» Given request
Copy the rows below verbatim, starting at the first row and ending at the line that contains "(1227, 774)", with both of these lines included.

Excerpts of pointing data
((

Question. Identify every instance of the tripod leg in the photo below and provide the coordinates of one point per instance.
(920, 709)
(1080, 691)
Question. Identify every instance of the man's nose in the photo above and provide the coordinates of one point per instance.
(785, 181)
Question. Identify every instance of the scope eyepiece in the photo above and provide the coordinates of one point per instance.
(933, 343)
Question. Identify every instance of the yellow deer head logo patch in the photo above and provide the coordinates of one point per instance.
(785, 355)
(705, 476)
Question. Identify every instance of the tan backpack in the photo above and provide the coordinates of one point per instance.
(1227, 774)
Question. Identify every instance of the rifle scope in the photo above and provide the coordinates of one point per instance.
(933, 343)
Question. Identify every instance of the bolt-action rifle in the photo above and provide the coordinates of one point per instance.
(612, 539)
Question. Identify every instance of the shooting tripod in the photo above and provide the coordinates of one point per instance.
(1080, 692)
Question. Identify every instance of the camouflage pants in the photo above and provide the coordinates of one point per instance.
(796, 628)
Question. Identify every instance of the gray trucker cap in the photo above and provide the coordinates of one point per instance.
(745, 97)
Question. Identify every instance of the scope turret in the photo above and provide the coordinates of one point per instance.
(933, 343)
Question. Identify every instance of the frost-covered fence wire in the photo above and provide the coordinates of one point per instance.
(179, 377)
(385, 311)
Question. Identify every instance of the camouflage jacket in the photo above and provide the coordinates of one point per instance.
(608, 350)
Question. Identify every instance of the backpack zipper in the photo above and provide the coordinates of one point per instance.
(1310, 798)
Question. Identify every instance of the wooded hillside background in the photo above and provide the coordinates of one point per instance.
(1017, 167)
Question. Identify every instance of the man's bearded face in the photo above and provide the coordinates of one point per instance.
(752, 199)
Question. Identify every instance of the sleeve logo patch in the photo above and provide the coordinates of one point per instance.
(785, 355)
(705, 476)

))

» Complete output
Question. Identify every instance of the tripod leg in the photo below and provide the coordinates of one point per instance.
(920, 709)
(1080, 691)
Question. Identify every instance of the man's nose in the photo above and provide the coordinates of one point per instance.
(785, 181)
Question. Identify every instance of the scope eyepiece in the photo above and provide the coordinates of one point per instance.
(933, 343)
Question. Identify every instance of the yellow deer head logo patch in the photo above and provide the coordinates of one point per instance.
(785, 355)
(705, 476)
Question. Identify every instance of the tan backpack in the photo above and provide the coordinates of one point per instance.
(1227, 774)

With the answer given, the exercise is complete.